СПИСОК ЗАДАНИЙ =
[1] Замените «приход» на «настоятель» в отрывке текста о нижнем храме Феодоровского собора, начиная со слов «По проекту, в» и заканчивая словами «- и диаконник.». Приведите этот отрывок с заменой.
[2] Продолжите текст о нижнем храме Феодоровского собора, начав сразу после его последнего предложения.

ТЕКСТ ДЛЯ АНАЛИЗА =
По проекту, в нижнем храме Феодоровского собора предполагались три алтаря: центральный и два боковых, как это было принято в Синодальный период. Отрадно, что сегодня приход принял совершенно оправданное решение вернуться к древней традиционной схеме:
- в центре алтарь, а в боковых апсидах
- предложение (жертвенник)
- и диаконник.
В северной апсиде, функционально предназначенной для совершения Проскомидии (приготовительной части Литургии), представлены сюжеты из Ветхого Завета. Священник, изымающий из просфоры часть, которая будет освящена во время Евхаристии, произносит стихи из книги пророка Исайи:
«Яко овча на заколение ведеся, и яко агнец непорочен прямо стригущаго его безгласен…» (Ис. 53, 7).
Ветхий Завет – тень будущих благ, и представленные здесь сюжеты прообразуют то, что нам открывается и чему мы приобщаемся в Таинстве.
Так, Мелхиседек, одновременно царь и священник – прообраз Христа, имеющего царство и священство вечное. Хлебы и вино, которые вынес Мелхиседек Аврааму после его победы над царями, издревле рассматривались Церковью как прообраз Евхаристии. Исаак, безропотно повинующийся отцу и готовый стать жертвой, также прообраз Христа, проявившего послушание Своему Отцу «даже до смерти, и смерти крестной» (Флп. 2, 8). Единственное «новозаветное» изображение здесь – павлин, клюющий виноградные гроздья.

(Фрагменты данных)
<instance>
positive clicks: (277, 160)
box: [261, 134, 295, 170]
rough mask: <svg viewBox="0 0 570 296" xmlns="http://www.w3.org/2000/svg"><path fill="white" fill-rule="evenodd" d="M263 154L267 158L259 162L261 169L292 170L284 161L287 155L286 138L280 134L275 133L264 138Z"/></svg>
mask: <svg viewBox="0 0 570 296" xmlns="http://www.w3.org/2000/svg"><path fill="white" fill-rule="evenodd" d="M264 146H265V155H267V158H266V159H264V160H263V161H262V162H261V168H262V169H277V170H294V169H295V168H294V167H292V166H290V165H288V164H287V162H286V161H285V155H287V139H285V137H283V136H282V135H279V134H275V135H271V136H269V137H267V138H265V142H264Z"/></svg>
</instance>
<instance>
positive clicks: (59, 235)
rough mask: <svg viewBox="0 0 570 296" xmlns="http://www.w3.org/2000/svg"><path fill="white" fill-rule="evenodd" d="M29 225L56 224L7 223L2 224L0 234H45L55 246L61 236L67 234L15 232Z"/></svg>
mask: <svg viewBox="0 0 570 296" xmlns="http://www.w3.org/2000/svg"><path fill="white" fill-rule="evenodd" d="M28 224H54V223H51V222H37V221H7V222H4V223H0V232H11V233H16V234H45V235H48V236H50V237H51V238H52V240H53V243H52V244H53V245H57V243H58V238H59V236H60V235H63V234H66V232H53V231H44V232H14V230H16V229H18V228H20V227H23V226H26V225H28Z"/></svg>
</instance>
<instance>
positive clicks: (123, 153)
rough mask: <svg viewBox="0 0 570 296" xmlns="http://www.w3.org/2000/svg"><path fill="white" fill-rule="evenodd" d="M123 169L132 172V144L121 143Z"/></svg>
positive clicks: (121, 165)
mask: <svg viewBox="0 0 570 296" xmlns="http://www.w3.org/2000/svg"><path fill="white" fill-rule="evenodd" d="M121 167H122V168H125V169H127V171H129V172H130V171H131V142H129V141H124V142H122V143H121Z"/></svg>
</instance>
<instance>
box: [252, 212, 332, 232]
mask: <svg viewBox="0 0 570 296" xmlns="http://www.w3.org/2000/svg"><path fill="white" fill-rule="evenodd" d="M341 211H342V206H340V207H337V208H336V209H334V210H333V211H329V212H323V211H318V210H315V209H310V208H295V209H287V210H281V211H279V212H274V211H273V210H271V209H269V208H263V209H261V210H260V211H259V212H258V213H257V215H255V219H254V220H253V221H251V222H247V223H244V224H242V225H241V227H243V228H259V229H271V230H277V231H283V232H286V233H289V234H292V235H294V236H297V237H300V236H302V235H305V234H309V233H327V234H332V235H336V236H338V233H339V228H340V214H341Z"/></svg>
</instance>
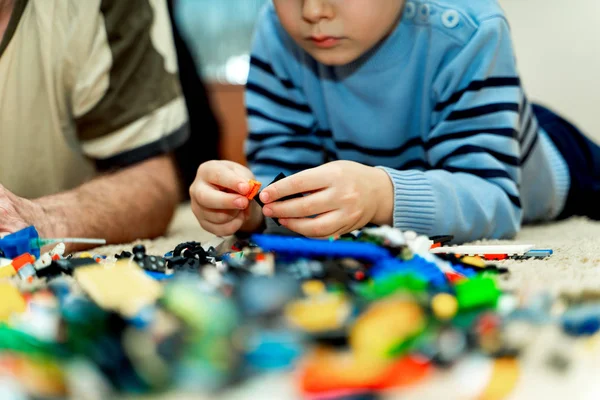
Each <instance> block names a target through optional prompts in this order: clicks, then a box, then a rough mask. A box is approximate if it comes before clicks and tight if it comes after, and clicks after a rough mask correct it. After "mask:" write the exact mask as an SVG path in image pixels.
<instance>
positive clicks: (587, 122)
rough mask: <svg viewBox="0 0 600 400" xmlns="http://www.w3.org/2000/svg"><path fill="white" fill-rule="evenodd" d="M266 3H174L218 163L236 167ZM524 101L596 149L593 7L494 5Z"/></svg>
mask: <svg viewBox="0 0 600 400" xmlns="http://www.w3.org/2000/svg"><path fill="white" fill-rule="evenodd" d="M266 1H268V0H218V1H215V0H178V1H177V8H176V20H177V21H178V25H179V28H180V30H181V32H182V35H183V37H184V38H185V39H186V40H187V42H188V44H189V46H190V48H191V49H192V53H193V55H194V56H195V57H196V59H197V60H198V61H199V66H200V69H201V71H202V75H203V77H204V79H205V82H206V85H207V89H208V92H209V98H210V100H211V102H212V104H213V107H214V110H215V113H216V114H217V118H218V119H219V121H220V123H221V132H222V136H221V143H220V148H221V156H222V157H224V158H228V159H232V160H235V161H238V162H243V156H242V154H243V151H242V143H243V139H244V137H245V132H246V125H245V115H244V103H243V85H244V83H245V82H246V78H247V74H248V59H249V58H248V53H249V50H250V46H251V40H252V32H253V28H254V24H255V21H256V18H257V15H258V13H259V11H260V9H261V7H262V6H263V5H264V3H265V2H266ZM500 4H501V5H502V6H503V7H504V9H505V10H506V13H507V15H508V18H509V22H510V24H511V27H512V31H513V38H514V42H515V48H516V52H517V58H518V62H519V68H520V71H521V75H522V78H523V81H524V83H525V88H526V90H527V92H528V94H529V97H530V98H531V99H532V100H534V101H538V102H542V103H543V104H545V105H546V106H549V107H551V108H553V109H555V110H556V111H558V112H559V113H561V114H563V115H564V116H566V117H567V118H569V119H570V120H571V121H573V122H575V124H576V125H578V126H579V127H580V128H582V129H583V130H584V131H585V132H586V133H587V134H588V135H590V136H591V137H593V138H594V139H595V140H596V141H597V142H600V119H599V118H597V114H596V113H597V110H596V108H597V107H598V106H600V0H572V1H570V2H565V1H561V0H500Z"/></svg>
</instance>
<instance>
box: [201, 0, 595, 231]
mask: <svg viewBox="0 0 600 400" xmlns="http://www.w3.org/2000/svg"><path fill="white" fill-rule="evenodd" d="M246 102H247V111H248V118H249V125H250V134H249V137H248V142H247V157H248V162H249V165H250V168H251V171H252V172H251V171H250V170H248V169H247V168H245V167H243V166H241V165H237V164H233V163H230V162H227V161H215V162H210V163H206V164H204V165H202V166H201V167H200V169H199V171H198V176H197V179H196V183H195V184H194V185H193V186H192V188H191V192H192V197H193V198H194V199H195V200H194V204H193V207H194V212H195V214H196V216H197V218H198V219H199V221H200V223H201V225H202V226H203V227H204V228H205V229H207V230H208V231H211V232H213V233H215V234H218V235H229V234H233V233H235V232H236V231H238V230H240V229H241V230H247V231H248V230H250V231H252V230H256V229H258V228H259V227H260V226H261V224H262V223H263V218H264V216H266V217H272V218H279V221H280V223H281V224H282V225H284V226H285V227H287V228H289V229H291V230H292V231H295V232H297V233H300V234H303V235H306V236H310V237H318V238H325V237H329V236H332V235H341V234H344V233H347V232H351V231H353V230H355V229H358V228H361V227H363V226H364V225H366V224H369V223H373V224H378V225H383V224H388V225H393V226H395V227H397V228H400V229H405V230H407V229H410V230H415V231H417V232H419V233H422V234H426V235H441V234H452V235H454V236H455V239H456V241H458V242H464V241H470V240H475V239H481V238H509V237H513V236H514V235H515V234H516V233H517V232H518V230H519V228H520V226H521V222H522V221H525V222H533V221H544V220H552V219H557V218H565V217H568V216H571V215H574V214H576V213H577V214H579V215H588V216H590V217H592V218H598V212H596V211H595V210H594V208H593V207H592V206H588V204H590V203H592V204H593V203H595V201H594V199H598V198H599V196H598V193H600V188H598V184H597V182H598V181H599V180H598V177H599V175H600V174H599V173H598V169H599V168H598V166H599V164H600V163H599V162H598V160H600V148H599V147H598V146H596V145H595V144H594V143H592V142H591V141H589V140H588V139H586V138H585V137H584V136H583V135H582V134H581V133H580V132H579V131H578V130H577V129H576V128H575V127H573V126H572V125H570V124H569V123H568V122H566V121H565V120H563V119H561V118H560V117H558V116H556V115H555V114H553V113H552V112H550V111H549V110H546V109H544V108H542V107H540V106H536V105H532V104H531V103H530V102H529V101H528V100H527V97H526V95H525V93H524V90H523V87H522V85H521V82H520V79H519V75H518V72H517V69H516V63H515V58H514V53H513V45H512V42H511V39H510V32H509V26H508V23H507V21H506V17H505V15H504V13H503V11H502V10H501V8H500V6H499V5H498V4H497V2H496V1H495V0H481V1H472V0H454V1H451V2H444V1H438V0H432V1H422V2H415V1H406V2H405V1H404V0H272V3H270V4H268V6H267V7H266V9H265V11H264V13H263V15H262V17H261V19H260V21H259V24H258V28H257V33H256V37H255V42H254V48H253V54H252V58H251V70H250V75H249V80H248V85H247V97H246ZM280 172H283V173H285V174H286V175H288V177H287V178H285V179H283V180H280V181H278V182H277V183H274V184H273V185H270V186H269V187H267V188H265V189H264V190H263V191H262V193H261V195H260V200H261V201H262V202H264V203H265V206H264V208H263V209H262V210H261V208H260V207H259V206H258V205H257V204H256V202H249V201H248V200H247V199H246V198H245V197H244V195H245V194H246V193H247V192H248V191H249V190H250V189H249V185H248V180H249V179H251V178H254V177H255V176H256V179H258V180H259V181H261V182H262V183H263V185H265V184H268V183H269V182H271V181H272V180H273V178H274V177H275V176H276V175H277V174H279V173H280ZM294 194H303V195H304V196H301V197H299V198H294V199H291V200H285V201H280V202H278V201H277V200H279V199H281V198H284V197H286V196H289V195H294ZM586 200H587V201H586ZM263 215H264V216H263ZM315 216H316V217H315Z"/></svg>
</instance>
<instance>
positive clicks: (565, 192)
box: [540, 133, 571, 219]
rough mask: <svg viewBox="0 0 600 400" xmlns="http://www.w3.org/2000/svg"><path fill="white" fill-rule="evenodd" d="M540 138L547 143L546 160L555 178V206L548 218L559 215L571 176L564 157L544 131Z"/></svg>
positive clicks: (562, 207) (566, 196)
mask: <svg viewBox="0 0 600 400" xmlns="http://www.w3.org/2000/svg"><path fill="white" fill-rule="evenodd" d="M540 135H541V136H542V139H543V140H545V141H546V142H547V144H548V148H549V151H548V160H549V162H550V166H551V168H552V170H553V171H554V177H555V179H556V191H555V193H556V201H555V202H554V204H555V207H554V208H553V209H552V212H551V213H550V214H551V215H550V216H549V217H550V219H554V218H556V217H558V216H559V215H560V213H561V212H562V211H563V209H564V208H565V204H566V203H567V197H568V195H569V189H570V187H571V176H570V173H569V166H568V165H567V162H566V161H565V159H564V157H563V156H562V154H560V152H559V151H558V149H557V148H556V146H555V145H554V143H552V140H550V138H548V137H547V136H544V135H547V134H546V133H541V134H540Z"/></svg>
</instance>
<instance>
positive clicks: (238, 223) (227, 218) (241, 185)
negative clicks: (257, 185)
mask: <svg viewBox="0 0 600 400" xmlns="http://www.w3.org/2000/svg"><path fill="white" fill-rule="evenodd" d="M253 178H254V175H253V174H252V172H251V171H250V170H249V169H248V168H246V167H244V166H242V165H240V164H237V163H234V162H231V161H208V162H205V163H204V164H202V165H200V168H198V174H197V175H196V180H195V181H194V183H193V184H192V186H191V187H190V197H191V200H192V210H193V212H194V215H195V216H196V218H197V219H198V222H200V225H201V226H202V228H204V229H206V230H207V231H209V232H211V233H214V234H215V235H218V236H228V235H233V234H234V233H236V232H237V231H239V230H248V231H251V230H255V229H258V227H259V226H260V225H261V223H262V218H263V217H262V213H261V209H260V207H259V206H258V204H256V202H250V201H249V200H248V199H247V198H246V197H245V195H246V194H247V193H248V191H249V190H250V184H249V183H248V181H249V180H250V179H253Z"/></svg>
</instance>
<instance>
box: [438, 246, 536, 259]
mask: <svg viewBox="0 0 600 400" xmlns="http://www.w3.org/2000/svg"><path fill="white" fill-rule="evenodd" d="M534 247H535V245H532V244H518V245H488V246H444V247H438V248H435V249H431V250H430V252H431V253H434V254H452V253H454V254H462V255H467V256H480V255H491V254H506V255H508V256H512V255H523V254H525V253H527V252H528V251H529V250H532V249H533V248H534Z"/></svg>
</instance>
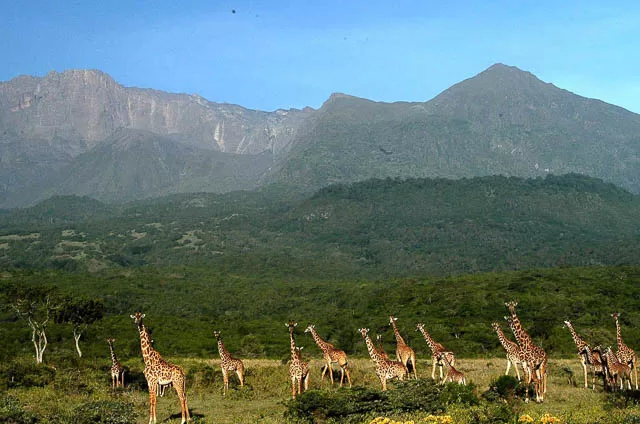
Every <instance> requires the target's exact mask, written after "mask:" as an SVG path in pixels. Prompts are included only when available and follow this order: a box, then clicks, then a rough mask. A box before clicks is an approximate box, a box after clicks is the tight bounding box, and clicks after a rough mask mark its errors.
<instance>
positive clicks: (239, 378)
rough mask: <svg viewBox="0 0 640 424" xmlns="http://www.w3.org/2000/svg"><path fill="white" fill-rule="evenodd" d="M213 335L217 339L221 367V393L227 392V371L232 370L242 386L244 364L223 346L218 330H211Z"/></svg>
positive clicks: (229, 370) (228, 379)
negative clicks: (235, 357) (234, 373)
mask: <svg viewBox="0 0 640 424" xmlns="http://www.w3.org/2000/svg"><path fill="white" fill-rule="evenodd" d="M213 335H214V337H215V338H216V339H217V340H218V353H219V354H220V368H222V381H223V382H224V389H223V390H222V395H223V396H224V395H226V394H227V390H229V372H234V371H235V373H236V374H237V375H238V379H239V380H240V386H244V364H243V363H242V361H241V360H240V359H236V358H234V357H233V356H231V354H230V353H229V351H228V350H227V348H225V347H224V343H222V336H221V335H220V332H219V331H214V332H213Z"/></svg>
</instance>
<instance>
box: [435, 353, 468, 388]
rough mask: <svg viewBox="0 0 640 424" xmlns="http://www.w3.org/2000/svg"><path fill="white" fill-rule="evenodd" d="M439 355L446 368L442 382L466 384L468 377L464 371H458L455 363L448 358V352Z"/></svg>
mask: <svg viewBox="0 0 640 424" xmlns="http://www.w3.org/2000/svg"><path fill="white" fill-rule="evenodd" d="M439 356H440V358H439V360H440V361H442V363H443V364H444V367H445V369H446V372H445V374H444V378H443V379H442V381H441V382H440V384H446V383H458V384H460V385H463V386H466V385H467V379H466V378H465V376H464V373H462V371H458V370H457V369H455V367H454V366H453V365H451V363H450V362H449V361H448V360H447V352H442V353H440V355H439Z"/></svg>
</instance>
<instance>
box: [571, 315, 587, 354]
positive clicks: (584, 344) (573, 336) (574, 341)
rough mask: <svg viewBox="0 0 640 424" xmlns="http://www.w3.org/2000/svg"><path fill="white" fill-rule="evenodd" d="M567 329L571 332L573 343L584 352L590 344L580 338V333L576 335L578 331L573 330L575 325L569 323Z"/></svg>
mask: <svg viewBox="0 0 640 424" xmlns="http://www.w3.org/2000/svg"><path fill="white" fill-rule="evenodd" d="M566 324H567V327H569V331H571V336H572V337H573V341H574V343H575V344H576V346H578V349H579V350H582V349H583V348H584V346H585V345H587V344H588V343H587V342H585V341H584V340H582V338H580V336H579V335H578V333H576V330H575V329H574V328H573V325H572V324H571V323H570V322H568V321H567V323H566Z"/></svg>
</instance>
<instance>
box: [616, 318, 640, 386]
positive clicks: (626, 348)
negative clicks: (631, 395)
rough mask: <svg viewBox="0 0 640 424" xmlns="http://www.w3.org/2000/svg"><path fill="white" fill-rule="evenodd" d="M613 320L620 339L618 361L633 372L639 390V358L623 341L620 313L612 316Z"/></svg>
mask: <svg viewBox="0 0 640 424" xmlns="http://www.w3.org/2000/svg"><path fill="white" fill-rule="evenodd" d="M611 316H612V317H613V319H615V320H616V337H617V339H618V351H617V352H616V357H617V358H618V360H619V361H620V362H621V363H623V364H625V365H626V366H628V367H629V368H630V369H632V370H633V373H634V374H635V377H636V383H635V384H636V390H638V356H637V355H636V353H635V352H634V350H633V349H631V348H630V347H629V346H627V345H626V343H625V342H624V340H622V333H621V332H620V321H619V320H618V317H619V316H620V313H619V312H616V313H614V314H611Z"/></svg>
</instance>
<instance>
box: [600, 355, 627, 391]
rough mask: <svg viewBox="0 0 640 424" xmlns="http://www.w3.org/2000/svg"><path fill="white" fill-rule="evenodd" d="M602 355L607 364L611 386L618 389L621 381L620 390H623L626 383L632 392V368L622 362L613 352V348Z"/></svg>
mask: <svg viewBox="0 0 640 424" xmlns="http://www.w3.org/2000/svg"><path fill="white" fill-rule="evenodd" d="M602 355H603V357H604V360H605V362H606V364H607V370H608V371H609V380H610V383H611V386H612V387H616V386H617V382H618V381H620V390H622V389H624V382H625V381H626V382H627V388H628V389H629V390H631V368H630V367H629V366H628V365H627V364H625V363H622V362H620V360H619V359H618V357H617V356H616V355H615V354H614V353H613V350H611V346H609V347H608V348H606V349H605V350H603V351H602Z"/></svg>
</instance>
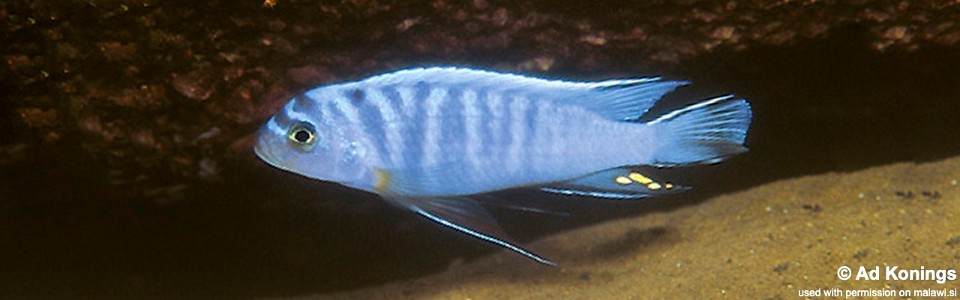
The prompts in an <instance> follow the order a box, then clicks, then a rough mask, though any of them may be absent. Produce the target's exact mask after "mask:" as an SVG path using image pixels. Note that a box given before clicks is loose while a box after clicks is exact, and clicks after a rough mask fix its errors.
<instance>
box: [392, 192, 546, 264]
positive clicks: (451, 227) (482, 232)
mask: <svg viewBox="0 0 960 300" xmlns="http://www.w3.org/2000/svg"><path fill="white" fill-rule="evenodd" d="M390 200H392V201H395V202H396V203H399V204H401V205H403V206H405V207H407V208H409V209H411V210H413V211H415V212H417V213H418V214H420V215H422V216H424V217H427V218H428V219H430V220H433V221H434V222H437V223H440V224H443V225H444V226H447V227H450V228H453V229H456V230H458V231H460V232H463V233H466V234H469V235H471V236H473V237H476V238H479V239H482V240H485V241H487V242H491V243H494V244H497V245H500V246H502V247H504V248H507V249H510V250H513V251H514V252H517V253H520V254H522V255H523V256H526V257H528V258H530V259H533V260H535V261H537V262H539V263H542V264H547V265H551V266H555V265H556V264H555V263H553V262H552V261H549V260H547V259H545V258H542V257H540V256H538V255H536V254H534V253H533V252H530V251H527V250H525V249H523V248H520V246H517V245H516V243H514V242H513V241H511V240H510V238H509V237H508V236H507V234H506V233H505V232H503V229H501V228H500V225H498V224H497V221H496V220H494V219H493V217H492V216H490V214H489V213H487V211H486V210H485V209H484V208H483V207H482V206H480V205H479V204H477V203H476V202H474V201H473V200H470V199H468V198H465V197H455V198H403V197H391V198H390Z"/></svg>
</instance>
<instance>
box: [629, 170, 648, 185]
mask: <svg viewBox="0 0 960 300" xmlns="http://www.w3.org/2000/svg"><path fill="white" fill-rule="evenodd" d="M628 176H629V177H630V179H633V181H636V182H639V183H640V184H650V183H651V182H653V179H650V178H649V177H647V176H643V175H642V174H640V173H637V172H632V173H630V175H628Z"/></svg>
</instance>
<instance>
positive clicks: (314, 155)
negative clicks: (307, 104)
mask: <svg viewBox="0 0 960 300" xmlns="http://www.w3.org/2000/svg"><path fill="white" fill-rule="evenodd" d="M297 101H312V100H309V99H300V98H298V99H295V100H292V101H290V103H288V104H287V105H286V106H284V108H283V109H281V110H280V111H279V112H278V113H277V114H275V115H274V116H273V117H271V118H270V120H269V121H267V123H266V124H265V125H264V126H263V127H262V128H261V129H260V133H259V135H258V137H257V142H256V145H255V146H254V152H256V154H257V156H258V157H260V159H262V160H263V161H264V162H266V163H268V164H270V165H271V166H274V167H276V168H279V169H281V170H285V171H289V172H293V173H297V174H300V175H303V176H306V177H310V178H314V179H319V180H324V181H333V182H340V183H344V182H350V181H354V180H356V178H357V177H359V176H361V173H362V172H361V171H362V170H364V168H362V166H361V165H360V163H362V158H363V156H364V154H365V150H364V149H365V147H363V146H361V143H359V141H358V140H357V139H356V138H353V136H356V135H355V134H352V132H353V131H354V130H352V129H351V128H350V127H349V126H343V125H341V126H337V122H335V120H324V119H322V118H321V117H320V116H321V114H320V113H319V112H311V111H302V110H298V107H300V106H298V105H297V104H296V102H297Z"/></svg>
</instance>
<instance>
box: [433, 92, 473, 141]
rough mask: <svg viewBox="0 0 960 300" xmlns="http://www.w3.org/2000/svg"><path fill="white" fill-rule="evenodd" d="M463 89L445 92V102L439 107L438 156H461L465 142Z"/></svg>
mask: <svg viewBox="0 0 960 300" xmlns="http://www.w3.org/2000/svg"><path fill="white" fill-rule="evenodd" d="M462 97H463V88H462V87H454V88H450V89H448V90H447V97H446V98H447V101H444V102H443V105H442V106H440V116H442V117H441V118H440V128H439V130H440V140H439V141H438V142H440V143H439V146H440V155H441V156H443V157H446V156H448V155H455V156H462V154H463V150H464V141H465V140H466V132H467V131H466V129H465V127H466V124H465V123H464V122H465V121H466V120H464V119H463V117H464V116H463V98H462Z"/></svg>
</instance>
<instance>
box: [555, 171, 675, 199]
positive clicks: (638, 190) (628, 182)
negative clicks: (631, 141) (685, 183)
mask: <svg viewBox="0 0 960 300" xmlns="http://www.w3.org/2000/svg"><path fill="white" fill-rule="evenodd" d="M686 189H688V188H687V187H682V186H677V185H674V184H672V183H669V182H660V181H657V180H654V179H652V178H650V177H647V176H646V175H643V174H641V173H640V172H637V171H634V170H631V169H630V168H626V167H624V168H613V169H609V170H604V171H600V172H597V173H593V174H590V175H587V176H584V177H580V178H576V179H573V180H569V181H564V182H558V183H554V184H551V185H548V186H544V187H542V188H541V190H543V191H546V192H550V193H555V194H562V195H573V196H587V197H597V198H606V199H640V198H647V197H653V196H659V195H664V194H669V193H674V192H677V191H682V190H686Z"/></svg>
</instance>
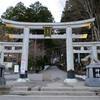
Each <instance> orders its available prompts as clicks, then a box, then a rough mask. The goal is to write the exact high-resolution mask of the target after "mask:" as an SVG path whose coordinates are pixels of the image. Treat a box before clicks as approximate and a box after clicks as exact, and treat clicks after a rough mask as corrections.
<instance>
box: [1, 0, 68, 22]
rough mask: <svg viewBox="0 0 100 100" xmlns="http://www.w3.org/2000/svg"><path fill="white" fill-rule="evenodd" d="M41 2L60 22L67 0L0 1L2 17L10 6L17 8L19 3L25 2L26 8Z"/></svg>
mask: <svg viewBox="0 0 100 100" xmlns="http://www.w3.org/2000/svg"><path fill="white" fill-rule="evenodd" d="M36 1H40V3H42V5H43V6H46V7H47V8H48V9H49V10H50V11H51V13H52V15H53V16H54V19H55V21H56V22H60V18H61V14H62V11H63V9H64V6H65V1H66V0H0V16H1V15H2V14H3V12H5V11H6V9H7V8H8V7H10V6H13V7H14V6H15V5H16V4H17V3H18V2H23V3H24V5H25V6H26V7H28V6H29V5H30V4H31V3H32V4H33V3H34V2H36Z"/></svg>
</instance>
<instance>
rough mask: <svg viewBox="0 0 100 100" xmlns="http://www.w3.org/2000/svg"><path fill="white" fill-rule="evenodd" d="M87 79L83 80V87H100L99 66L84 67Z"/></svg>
mask: <svg viewBox="0 0 100 100" xmlns="http://www.w3.org/2000/svg"><path fill="white" fill-rule="evenodd" d="M86 70H87V78H86V80H85V85H87V86H93V87H98V86H100V65H98V64H94V65H88V66H86Z"/></svg>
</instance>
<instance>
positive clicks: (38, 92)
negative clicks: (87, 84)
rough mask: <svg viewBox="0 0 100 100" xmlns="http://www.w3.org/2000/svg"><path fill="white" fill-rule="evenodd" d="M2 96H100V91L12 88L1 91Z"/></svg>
mask: <svg viewBox="0 0 100 100" xmlns="http://www.w3.org/2000/svg"><path fill="white" fill-rule="evenodd" d="M0 95H23V96H24V95H32V96H100V90H97V91H96V90H95V91H94V90H91V89H90V88H73V87H70V88H68V87H57V88H49V87H40V86H37V87H30V88H29V87H12V88H11V89H8V90H7V89H5V90H0Z"/></svg>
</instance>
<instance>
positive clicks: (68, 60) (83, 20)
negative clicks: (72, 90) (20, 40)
mask: <svg viewBox="0 0 100 100" xmlns="http://www.w3.org/2000/svg"><path fill="white" fill-rule="evenodd" d="M1 20H2V22H3V23H5V24H6V26H7V27H12V28H19V29H24V33H23V35H20V36H18V35H10V38H23V48H22V59H21V78H26V79H27V76H26V77H25V75H26V72H27V64H28V48H29V38H33V39H34V38H35V39H54V38H55V39H63V38H64V39H66V54H67V55H66V56H67V71H68V72H69V71H70V70H73V71H74V61H73V45H72V38H79V37H80V38H84V37H86V35H84V36H82V35H80V36H77V35H74V34H72V29H73V28H81V27H89V26H90V24H91V22H93V21H94V20H95V18H92V19H88V20H83V21H75V22H64V23H29V22H17V21H11V20H6V19H1ZM44 27H52V29H66V34H64V35H51V37H44V35H31V34H29V33H30V29H44ZM69 74H72V73H69ZM67 76H68V77H67V79H65V82H68V81H75V78H72V77H70V75H68V74H67Z"/></svg>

ОТВЕТЫ ПО ПУНКТАМ =
[1]
По проекту, в нижнем храме Феодоровского собора предполагались три алтаря: центральный и два боковых, как это было принято в Синодальный период. Отрадно, что сегодня настоятель принял совершенно оправданное решение вернуться к древней традиционной схеме:
- в центре алтарь, а в боковых апсидах
- предложение (жертвенник)
- и диаконник.

[2]
Это – символ Евхаристии. Древние считали, что тело мертвого павлина не разлагается (об этом упоминает Климент Александрийский), поэтому павлин символизировал бессмертие. А вообще птица в поэтической речи псалмов – образ души. Виноградная же лоза – Христос. Так что здесь соединяются три символических смысла: душа, питающаяся Евхаристией, обретает бессмертие.
Диаконник
В южной апсиде представлены личности и события, описанные в книге Деяний. Мы видим здесь фанатичного Савла до обращения и того же человека после обращения, ставшего апостолом язычников – великим Павлом. Савл, стерегущий одежды тех, что побивает диакона Стефана камнями, изображен в профиль: так часто изображали отрицательных персонажей.
На правой стороне апсиды – Павел, держащий развернутый свиток с первыми словами Послания к Римлянам, а рядом – корзина с остальными тринадцатью свитками. В качестве образца для этой композиции я использовал фреску из римских катакомб.
В нижнем ряду – диаконы: Стефан и Лаврентий (с мученическими венцами в руках), Прохор, Никанор, Тимон и Пармен.
Добиться гармонии минимальными средствами
Неоднократное упоминание мною древних храмов и фресок вызывает закономерный вопрос: какой конкретный памятник христианской древности положен в основу замысла оформления данного храма?
Я всегда живо интересовался историей христианского искусства, так как это было необходимо для моего ремесла, и в меру своих возможностей пытался понять логику, которой руководствовались зодчие и художники прошлого при создании своих удивительных творений. То, что я попытался сделать здесь, – это, скорее, синтез иконографического материала, усвоенного на протяжении многих лет работы.
Этот опыт помог мне в решении задач, продиктованных интерьером данного храма. Но определяющим моментом, конечно, являлась суть того действа, ради которого Церковь собирается.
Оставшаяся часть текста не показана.